╭─ Recorded information

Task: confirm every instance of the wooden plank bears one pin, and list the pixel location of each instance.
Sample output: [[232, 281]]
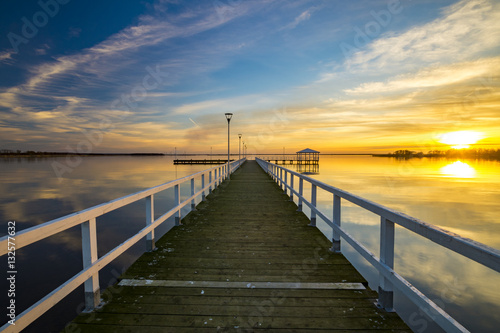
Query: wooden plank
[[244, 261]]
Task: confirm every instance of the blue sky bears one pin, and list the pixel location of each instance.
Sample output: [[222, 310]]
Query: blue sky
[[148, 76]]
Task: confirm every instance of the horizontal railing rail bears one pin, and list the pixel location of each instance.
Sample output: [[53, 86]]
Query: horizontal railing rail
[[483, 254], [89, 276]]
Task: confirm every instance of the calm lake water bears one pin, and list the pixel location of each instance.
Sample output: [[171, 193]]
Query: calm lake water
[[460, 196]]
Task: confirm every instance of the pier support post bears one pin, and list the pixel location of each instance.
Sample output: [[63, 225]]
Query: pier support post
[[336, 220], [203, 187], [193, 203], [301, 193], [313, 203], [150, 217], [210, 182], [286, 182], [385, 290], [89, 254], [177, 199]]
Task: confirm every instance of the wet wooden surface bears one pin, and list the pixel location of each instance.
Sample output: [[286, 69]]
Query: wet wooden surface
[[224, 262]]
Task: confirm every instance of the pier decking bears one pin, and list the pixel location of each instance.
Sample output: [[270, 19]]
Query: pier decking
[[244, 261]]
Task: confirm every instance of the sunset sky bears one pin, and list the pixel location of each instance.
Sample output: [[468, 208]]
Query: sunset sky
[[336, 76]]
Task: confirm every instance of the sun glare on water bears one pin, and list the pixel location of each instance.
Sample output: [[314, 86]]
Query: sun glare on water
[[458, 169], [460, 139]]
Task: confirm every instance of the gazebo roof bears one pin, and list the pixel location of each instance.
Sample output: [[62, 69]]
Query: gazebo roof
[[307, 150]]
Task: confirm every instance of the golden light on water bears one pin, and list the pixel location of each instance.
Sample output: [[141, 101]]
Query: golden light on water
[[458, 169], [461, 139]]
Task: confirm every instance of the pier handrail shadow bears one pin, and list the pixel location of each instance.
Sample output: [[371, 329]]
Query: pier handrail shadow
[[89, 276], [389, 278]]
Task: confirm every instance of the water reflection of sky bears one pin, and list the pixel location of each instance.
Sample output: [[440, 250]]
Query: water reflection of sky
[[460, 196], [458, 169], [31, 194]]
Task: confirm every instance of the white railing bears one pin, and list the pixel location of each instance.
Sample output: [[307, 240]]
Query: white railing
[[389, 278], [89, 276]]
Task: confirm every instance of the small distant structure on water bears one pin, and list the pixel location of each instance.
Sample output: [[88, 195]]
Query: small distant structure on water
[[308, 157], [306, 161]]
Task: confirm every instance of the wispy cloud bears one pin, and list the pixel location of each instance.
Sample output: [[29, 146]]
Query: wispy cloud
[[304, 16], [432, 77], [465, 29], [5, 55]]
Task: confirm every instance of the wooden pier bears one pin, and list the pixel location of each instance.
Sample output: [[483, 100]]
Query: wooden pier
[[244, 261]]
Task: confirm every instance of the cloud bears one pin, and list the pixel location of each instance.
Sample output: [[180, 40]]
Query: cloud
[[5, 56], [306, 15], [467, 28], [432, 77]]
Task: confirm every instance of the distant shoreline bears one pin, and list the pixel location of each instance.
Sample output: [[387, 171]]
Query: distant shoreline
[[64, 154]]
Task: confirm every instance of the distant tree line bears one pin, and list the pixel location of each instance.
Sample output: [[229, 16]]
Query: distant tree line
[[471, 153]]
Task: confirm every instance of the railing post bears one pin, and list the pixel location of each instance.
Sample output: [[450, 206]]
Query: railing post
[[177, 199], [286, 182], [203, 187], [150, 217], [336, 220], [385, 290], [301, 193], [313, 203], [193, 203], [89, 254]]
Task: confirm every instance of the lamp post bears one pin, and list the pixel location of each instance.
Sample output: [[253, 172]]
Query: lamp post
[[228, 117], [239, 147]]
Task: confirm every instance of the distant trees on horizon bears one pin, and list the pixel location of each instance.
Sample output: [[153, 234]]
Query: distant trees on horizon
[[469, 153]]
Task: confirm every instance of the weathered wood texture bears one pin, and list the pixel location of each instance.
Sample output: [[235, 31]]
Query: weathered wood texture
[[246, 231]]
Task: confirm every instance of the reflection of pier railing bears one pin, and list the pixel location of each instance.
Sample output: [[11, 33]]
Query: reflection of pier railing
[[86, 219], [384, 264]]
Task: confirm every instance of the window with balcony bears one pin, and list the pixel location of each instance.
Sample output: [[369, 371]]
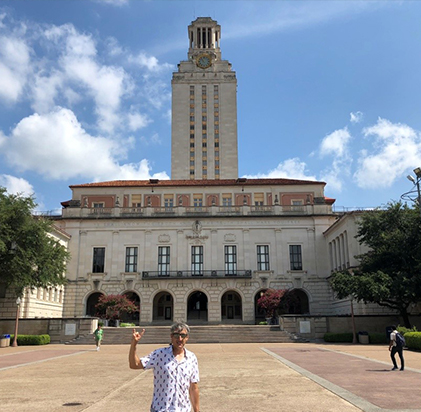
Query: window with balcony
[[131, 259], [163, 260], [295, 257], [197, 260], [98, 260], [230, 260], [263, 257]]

╰─

Task instructions – Can you scale the items from the line with "Task: confirm every instance of the sunset" up to and including the line with "[[89, 276], [389, 278]]", giving every one of those lines again but with each pixel coordinate in the answers multiplied by 2 and rounded to a whole number, halves up? Leave all other numbers, including the sample outputs, unchanged.

Solution below –
Task: confirm every instance of the sunset sky bears one pin, and list the pixel location of each instance.
Sample output: [[468, 208]]
Query: sunset sky
[[672, 152]]
Task: confirm every instance of the sun glare on water bears one pin, and list the pixel location of each instance.
Sample output: [[314, 86]]
Query: sun glare on water
[[916, 338], [920, 278]]
Task: confirm every instance of the gazebo roof bears one pin, and list the pixel location of each instance.
Sample output: [[62, 69]]
Query: gazebo roof
[[614, 300]]
Task: confirm every instance of the golden light on water bears one pin, and list the pixel location of each instance.
Sample output: [[141, 101]]
Query: golden light on water
[[916, 338], [922, 278]]
Task: confirm every instance of the pier handrail shadow bears one pin, and list the pixel location of each instance.
Sample output: [[371, 329]]
Query: pier handrail shadow
[[178, 552], [778, 556]]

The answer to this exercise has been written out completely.